>>>
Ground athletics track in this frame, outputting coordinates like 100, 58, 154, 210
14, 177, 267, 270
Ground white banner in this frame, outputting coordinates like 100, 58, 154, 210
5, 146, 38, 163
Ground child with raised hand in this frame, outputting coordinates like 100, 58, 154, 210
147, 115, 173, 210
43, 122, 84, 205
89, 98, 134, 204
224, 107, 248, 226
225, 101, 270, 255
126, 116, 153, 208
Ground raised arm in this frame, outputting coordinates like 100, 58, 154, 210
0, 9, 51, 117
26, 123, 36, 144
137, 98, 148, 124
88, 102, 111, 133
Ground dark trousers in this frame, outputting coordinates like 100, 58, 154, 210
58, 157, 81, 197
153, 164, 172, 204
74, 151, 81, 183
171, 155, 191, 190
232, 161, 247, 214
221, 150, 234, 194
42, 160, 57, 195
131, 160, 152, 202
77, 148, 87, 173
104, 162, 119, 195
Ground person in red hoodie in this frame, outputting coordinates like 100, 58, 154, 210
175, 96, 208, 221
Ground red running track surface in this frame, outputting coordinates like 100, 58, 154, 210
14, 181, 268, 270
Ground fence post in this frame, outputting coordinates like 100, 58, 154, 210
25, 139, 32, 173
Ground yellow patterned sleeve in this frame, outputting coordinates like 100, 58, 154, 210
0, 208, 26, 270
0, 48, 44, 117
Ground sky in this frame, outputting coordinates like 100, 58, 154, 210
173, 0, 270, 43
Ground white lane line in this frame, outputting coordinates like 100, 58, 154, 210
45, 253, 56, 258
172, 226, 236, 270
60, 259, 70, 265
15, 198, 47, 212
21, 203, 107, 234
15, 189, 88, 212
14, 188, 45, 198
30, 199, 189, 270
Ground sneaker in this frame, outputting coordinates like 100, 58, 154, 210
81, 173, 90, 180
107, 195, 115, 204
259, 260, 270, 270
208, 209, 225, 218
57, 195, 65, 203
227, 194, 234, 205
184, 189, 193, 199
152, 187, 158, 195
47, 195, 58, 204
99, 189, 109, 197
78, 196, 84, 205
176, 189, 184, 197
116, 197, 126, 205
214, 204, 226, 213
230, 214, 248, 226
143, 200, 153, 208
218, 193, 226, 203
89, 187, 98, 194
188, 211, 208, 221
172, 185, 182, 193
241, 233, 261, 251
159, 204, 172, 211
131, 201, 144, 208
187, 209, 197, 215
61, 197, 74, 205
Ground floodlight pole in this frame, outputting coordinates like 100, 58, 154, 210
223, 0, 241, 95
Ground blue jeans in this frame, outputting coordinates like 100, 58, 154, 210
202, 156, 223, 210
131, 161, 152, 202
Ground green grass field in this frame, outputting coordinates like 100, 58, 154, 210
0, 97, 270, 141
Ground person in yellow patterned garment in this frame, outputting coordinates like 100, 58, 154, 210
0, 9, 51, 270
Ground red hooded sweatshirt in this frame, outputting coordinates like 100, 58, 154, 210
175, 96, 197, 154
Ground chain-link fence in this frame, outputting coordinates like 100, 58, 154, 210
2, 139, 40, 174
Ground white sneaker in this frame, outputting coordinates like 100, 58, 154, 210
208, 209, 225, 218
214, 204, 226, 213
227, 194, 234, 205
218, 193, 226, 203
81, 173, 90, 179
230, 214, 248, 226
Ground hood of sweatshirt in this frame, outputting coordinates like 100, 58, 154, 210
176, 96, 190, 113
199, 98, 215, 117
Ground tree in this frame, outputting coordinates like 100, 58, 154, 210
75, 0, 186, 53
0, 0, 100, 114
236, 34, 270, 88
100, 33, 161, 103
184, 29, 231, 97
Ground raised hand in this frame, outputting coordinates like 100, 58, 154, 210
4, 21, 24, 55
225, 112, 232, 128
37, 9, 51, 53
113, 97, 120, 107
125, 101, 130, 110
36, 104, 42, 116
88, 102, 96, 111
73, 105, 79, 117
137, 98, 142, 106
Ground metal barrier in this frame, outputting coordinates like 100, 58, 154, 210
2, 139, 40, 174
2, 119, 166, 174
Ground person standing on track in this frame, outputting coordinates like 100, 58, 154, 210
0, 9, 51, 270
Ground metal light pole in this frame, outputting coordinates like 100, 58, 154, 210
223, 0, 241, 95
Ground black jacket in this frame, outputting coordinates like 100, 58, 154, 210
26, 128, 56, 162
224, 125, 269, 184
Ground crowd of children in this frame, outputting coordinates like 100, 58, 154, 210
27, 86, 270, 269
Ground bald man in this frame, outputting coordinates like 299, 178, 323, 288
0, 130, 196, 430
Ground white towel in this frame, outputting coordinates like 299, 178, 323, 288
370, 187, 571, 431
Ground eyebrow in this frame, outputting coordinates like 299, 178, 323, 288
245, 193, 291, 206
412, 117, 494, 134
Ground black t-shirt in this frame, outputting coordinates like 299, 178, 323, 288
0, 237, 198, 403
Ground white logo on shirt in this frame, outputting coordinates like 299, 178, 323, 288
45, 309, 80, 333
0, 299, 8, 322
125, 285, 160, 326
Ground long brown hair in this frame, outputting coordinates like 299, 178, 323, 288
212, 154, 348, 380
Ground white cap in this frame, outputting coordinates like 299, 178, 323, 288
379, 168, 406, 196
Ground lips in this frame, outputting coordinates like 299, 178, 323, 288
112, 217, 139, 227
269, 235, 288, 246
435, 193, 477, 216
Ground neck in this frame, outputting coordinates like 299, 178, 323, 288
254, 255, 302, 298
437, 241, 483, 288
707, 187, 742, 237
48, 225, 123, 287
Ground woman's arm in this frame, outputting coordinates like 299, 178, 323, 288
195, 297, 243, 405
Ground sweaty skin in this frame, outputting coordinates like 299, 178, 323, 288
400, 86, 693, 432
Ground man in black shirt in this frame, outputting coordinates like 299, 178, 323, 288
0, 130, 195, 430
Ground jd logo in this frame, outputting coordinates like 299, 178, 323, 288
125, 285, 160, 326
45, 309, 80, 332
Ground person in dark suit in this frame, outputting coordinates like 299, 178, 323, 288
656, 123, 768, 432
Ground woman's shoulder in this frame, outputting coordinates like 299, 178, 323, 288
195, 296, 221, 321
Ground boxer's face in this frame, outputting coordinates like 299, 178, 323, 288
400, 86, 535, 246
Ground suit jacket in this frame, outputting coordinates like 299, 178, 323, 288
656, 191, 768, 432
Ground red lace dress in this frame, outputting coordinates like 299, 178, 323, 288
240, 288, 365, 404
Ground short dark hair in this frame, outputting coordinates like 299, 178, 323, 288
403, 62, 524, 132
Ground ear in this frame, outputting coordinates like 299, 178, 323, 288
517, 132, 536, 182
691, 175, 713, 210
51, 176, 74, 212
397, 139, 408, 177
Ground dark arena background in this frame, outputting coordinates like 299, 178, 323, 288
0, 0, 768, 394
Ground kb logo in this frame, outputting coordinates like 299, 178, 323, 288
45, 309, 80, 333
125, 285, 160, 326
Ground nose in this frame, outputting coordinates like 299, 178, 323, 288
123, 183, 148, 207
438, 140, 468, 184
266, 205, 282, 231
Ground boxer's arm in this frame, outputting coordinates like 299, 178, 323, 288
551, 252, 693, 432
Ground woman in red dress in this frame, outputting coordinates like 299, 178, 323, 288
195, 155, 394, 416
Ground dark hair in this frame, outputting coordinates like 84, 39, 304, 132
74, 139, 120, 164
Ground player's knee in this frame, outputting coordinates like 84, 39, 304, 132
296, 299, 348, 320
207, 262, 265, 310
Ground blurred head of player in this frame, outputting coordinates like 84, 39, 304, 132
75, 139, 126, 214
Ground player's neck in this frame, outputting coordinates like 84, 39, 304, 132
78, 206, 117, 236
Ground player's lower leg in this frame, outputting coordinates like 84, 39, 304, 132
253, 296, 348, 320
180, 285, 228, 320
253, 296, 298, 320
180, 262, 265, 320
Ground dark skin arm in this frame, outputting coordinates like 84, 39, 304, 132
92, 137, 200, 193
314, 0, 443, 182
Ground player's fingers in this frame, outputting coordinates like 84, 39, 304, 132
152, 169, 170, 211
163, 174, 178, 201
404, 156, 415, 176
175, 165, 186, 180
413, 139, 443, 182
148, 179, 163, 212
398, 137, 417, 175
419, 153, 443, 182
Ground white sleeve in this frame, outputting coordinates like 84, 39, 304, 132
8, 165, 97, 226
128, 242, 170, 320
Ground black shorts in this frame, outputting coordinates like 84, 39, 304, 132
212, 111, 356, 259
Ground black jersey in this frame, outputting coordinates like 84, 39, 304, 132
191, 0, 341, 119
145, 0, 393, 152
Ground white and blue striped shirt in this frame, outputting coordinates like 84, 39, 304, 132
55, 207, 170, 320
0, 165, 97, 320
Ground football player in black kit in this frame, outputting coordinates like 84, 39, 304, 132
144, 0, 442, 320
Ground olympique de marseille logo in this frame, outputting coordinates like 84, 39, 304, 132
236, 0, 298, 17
<<<
>>>
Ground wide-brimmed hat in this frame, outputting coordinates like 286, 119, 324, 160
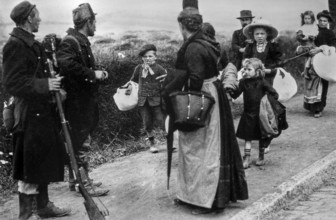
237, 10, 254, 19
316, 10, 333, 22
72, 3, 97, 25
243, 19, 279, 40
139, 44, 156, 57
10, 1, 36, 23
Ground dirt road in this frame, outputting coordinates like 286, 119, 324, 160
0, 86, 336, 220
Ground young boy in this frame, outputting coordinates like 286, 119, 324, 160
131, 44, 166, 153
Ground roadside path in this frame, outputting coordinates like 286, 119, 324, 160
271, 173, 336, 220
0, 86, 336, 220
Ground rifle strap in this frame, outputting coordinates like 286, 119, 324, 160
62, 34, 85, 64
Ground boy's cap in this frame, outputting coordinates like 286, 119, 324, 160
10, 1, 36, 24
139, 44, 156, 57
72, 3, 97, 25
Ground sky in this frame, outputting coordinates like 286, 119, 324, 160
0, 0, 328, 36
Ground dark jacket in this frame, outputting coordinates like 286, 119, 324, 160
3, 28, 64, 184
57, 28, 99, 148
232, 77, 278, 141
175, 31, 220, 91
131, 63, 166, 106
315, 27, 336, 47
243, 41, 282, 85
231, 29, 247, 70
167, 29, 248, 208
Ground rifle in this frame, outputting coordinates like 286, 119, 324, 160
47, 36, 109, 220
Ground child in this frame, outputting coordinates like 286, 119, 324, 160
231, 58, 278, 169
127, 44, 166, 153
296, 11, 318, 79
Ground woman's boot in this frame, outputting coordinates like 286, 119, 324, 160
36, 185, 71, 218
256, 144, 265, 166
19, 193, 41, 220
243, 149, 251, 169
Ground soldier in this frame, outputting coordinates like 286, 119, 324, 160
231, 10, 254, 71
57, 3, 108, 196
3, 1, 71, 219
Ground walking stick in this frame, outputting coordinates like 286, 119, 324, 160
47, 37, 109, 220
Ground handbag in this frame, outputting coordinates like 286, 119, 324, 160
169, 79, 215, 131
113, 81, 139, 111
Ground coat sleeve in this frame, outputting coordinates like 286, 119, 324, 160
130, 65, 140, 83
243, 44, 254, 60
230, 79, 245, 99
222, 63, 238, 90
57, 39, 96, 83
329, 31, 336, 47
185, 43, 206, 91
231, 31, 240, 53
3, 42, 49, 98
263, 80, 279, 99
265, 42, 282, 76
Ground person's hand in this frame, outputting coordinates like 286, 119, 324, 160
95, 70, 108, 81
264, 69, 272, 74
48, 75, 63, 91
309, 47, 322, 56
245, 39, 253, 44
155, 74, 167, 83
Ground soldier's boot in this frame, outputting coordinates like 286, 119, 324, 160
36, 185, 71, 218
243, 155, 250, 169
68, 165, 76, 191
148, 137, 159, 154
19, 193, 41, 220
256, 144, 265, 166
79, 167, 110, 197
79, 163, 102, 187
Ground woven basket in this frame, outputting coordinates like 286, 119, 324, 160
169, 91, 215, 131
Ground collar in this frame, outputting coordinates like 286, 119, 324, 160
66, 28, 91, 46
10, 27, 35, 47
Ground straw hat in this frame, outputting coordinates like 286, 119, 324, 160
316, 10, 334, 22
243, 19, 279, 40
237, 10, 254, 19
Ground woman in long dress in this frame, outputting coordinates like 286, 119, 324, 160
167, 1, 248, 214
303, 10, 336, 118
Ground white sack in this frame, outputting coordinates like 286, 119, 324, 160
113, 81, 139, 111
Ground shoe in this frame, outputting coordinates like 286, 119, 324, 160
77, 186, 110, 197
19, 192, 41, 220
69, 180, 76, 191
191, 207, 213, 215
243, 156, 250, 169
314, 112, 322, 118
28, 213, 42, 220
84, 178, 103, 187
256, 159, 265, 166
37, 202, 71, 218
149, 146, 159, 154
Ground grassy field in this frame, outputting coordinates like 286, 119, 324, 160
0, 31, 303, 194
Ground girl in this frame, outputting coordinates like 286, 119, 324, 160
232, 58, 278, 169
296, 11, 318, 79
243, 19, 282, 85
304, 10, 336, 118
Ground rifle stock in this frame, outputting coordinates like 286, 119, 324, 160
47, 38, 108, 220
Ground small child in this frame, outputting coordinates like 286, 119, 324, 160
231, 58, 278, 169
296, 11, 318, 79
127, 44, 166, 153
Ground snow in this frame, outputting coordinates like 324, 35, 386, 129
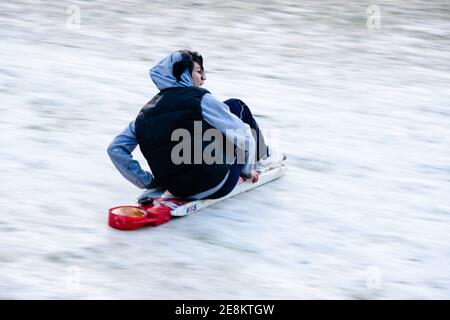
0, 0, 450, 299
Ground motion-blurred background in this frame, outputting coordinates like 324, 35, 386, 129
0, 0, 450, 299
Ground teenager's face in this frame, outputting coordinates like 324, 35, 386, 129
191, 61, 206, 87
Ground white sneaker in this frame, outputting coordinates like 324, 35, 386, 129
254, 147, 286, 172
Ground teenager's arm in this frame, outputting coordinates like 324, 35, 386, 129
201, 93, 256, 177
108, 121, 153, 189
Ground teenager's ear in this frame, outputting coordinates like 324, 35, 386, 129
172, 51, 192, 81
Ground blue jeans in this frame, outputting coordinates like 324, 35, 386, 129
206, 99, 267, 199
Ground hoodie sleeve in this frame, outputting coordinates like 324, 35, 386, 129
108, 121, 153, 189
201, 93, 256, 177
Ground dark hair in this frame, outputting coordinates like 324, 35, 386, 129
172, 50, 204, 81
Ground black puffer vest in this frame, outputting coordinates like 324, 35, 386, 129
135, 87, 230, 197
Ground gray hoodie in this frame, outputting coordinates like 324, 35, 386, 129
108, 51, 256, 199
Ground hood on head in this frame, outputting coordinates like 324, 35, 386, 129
<<<
_Your task_
Rewrite the material from the line with "Ground metal light" up to and including the line with "0, 130, 196, 430", keeping every line in order and shifting each bounding-box coordinate in the answers by -89. Leave the coordinate samples inside the requests unchanged.

_Written response_
Ground metal light pole in this frame, outputting coordinates like 100, 58, 154, 210
134, -89, 152, 6
Ground black jacket in this frame, outputting coordinates like 100, 58, 154, 210
-63, 39, -33, 73
135, 36, 180, 95
Ground crowd of children in this frame, outputting coordinates like 100, 58, 154, 210
-62, -3, 181, 180
Ground bald man in this frame, outputting coordinates like 299, 178, 323, 288
-89, 41, 107, 341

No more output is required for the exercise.